### FRAGMENT TEKSTU
Sprawą blisko 4 milionów złotych, które ma zwrócić wojewodzie samorząd Jedwabna zajęli się mieszkańcy gminy. Przygotowują petycję, która ma być złożona wojewodzie. Wnioskują w niej o zawieszenie wszelkich czynności związanych z „zadłużeniem”.
Przypomnijmy. Kontrole dotyczące wydatkowania środków przeznaczanych przez kilka lat na prowadzenie Środowiskowego Domu Samopomocy wykazały szereg nieprawidłowości. Miała się ich dopuścić Fundacja Helper, która ów dom prowadziła od 2012 do 2017 roku. W tej sprawie toczy się szereg postępowań procesowych, w tym także karne, ale ich rozstrzygnięcie zapewne szybko nie nastąpi. Dotacje na tę działalność udzielane były gminie, a ta – praktycznie występując w roli pośrednika – przekazywała je Helperowi. W myśl obowiązujących przepisów wojewoda zażądał zwrotu nieprawidłowo wydatkowanych pieniędzy od gminy.
- Decyzja wojewody obejmuje tylko jeden rok, 2013 – mówi wójt Sławomir Ambroziak. - Wraz z odsetkami jest to kwota blisko 4 mln złotych. Od decyzji złożyliśmy odwołanie do Ministra Finansów, natomiast do wojewody skierowaliśmy wniosek o wstrzymanie wykonania tej decyzji i zawieszenie egzekucji. Termin spłaty żądanej kwoty minął 2 marca. Nie zapłaciliśmy, bo w gminnej kasie nie ma takich pieniędzy.
Interweniują mieszkańcy
Widmem bankructwa gminy, bo takie mogą być konsekwencje spłaty „zadłużenia”, przejęli się mieszkańcy. Aktualnie trwa zbieranie podpisów pod petycją do wojewody. Inicjatorką tej akcji jest Elżbieta Pałasz.
- Trudno mi powiedzieć, ile osób ją poprze, bo jeszcze zbierane są podpisy w innych miejscowościach gminy – mówi „Tygodnikowi”. - Dotychczas podpisało ją około 300 osób. Zamierzamy tę petycję wraz z listami poparcia skierować do wojewody jeszcze w tym tygodniu.

### ZADANIA DO WYKONANIA
a. Proszę wyodrębnić z artykułu o zadłużeniu gminy Jedwabno dokładny fragment od słów „Interweniują mieszkańcy” do słów „w tym tygodniu.”, włącznie z nimi.
b. Proszę krótko odpowiedzieć na podstawie artykułu o zadłużeniu gminy Jedwabno:
(i) Kto prowadził Środowiskowy Dom Samopomocy w latach 2012–2017?
(ii) Którego roku dotyczy decyzja wojewody?
(iii) Ile osób dotychczas podpisało petycję do wojewody?

[Rekordy ze zbioru]
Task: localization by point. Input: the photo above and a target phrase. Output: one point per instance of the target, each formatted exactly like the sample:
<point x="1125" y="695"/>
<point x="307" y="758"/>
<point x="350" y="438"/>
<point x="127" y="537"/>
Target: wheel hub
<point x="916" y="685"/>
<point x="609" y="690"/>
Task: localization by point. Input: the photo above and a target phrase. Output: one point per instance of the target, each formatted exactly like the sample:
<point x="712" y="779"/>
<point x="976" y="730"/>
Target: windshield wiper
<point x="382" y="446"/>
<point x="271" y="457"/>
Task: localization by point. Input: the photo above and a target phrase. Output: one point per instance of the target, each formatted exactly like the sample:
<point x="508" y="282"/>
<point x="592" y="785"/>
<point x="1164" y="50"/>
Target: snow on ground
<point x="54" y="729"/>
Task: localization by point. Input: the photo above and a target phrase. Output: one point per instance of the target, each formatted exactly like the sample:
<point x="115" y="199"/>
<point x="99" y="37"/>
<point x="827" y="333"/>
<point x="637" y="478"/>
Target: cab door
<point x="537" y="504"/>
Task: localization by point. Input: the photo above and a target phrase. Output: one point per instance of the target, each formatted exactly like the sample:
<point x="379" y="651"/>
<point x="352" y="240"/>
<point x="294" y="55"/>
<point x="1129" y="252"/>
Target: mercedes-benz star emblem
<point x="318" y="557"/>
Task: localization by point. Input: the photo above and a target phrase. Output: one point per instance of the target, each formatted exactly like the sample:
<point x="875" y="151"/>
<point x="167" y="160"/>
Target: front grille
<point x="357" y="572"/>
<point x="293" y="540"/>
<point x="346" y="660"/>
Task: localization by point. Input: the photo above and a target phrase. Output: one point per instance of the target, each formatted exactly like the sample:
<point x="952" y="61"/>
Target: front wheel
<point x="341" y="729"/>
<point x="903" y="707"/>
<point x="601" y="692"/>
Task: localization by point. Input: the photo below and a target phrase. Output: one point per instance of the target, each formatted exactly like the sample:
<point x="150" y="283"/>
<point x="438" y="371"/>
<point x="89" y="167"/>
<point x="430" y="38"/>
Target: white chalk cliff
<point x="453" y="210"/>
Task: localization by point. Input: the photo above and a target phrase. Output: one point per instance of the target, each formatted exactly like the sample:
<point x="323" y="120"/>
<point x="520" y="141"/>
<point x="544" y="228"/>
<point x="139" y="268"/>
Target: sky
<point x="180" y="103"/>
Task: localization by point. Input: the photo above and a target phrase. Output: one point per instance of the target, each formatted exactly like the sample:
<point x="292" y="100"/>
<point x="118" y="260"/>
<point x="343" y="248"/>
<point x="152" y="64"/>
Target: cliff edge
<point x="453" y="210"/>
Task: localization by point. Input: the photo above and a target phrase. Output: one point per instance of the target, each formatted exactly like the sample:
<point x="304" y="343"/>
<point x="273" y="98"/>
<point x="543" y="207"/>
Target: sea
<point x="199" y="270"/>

### OCZEKIWANE ODPOWIEDZI
a.
Interweniują mieszkańcy
Widmem bankructwa gminy, bo takie mogą być konsekwencje spłaty „zadłużenia”, przejęli się mieszkańcy. Aktualnie trwa zbieranie podpisów pod petycją do wojewody. Inicjatorką tej akcji jest Elżbieta Pałasz.
- Trudno mi powiedzieć, ile osób ją poprze, bo jeszcze zbierane są podpisy w innych miejscowościach gminy – mówi „Tygodnikowi”. - Dotychczas podpisało ją około 300 osób. Zamierzamy tę petycję wraz z listami poparcia skierować do wojewody jeszcze w tym tygodniu.

b.
(i) Fundacja Helper.
(ii) Roku 2013.
(iii) Około 300 osób.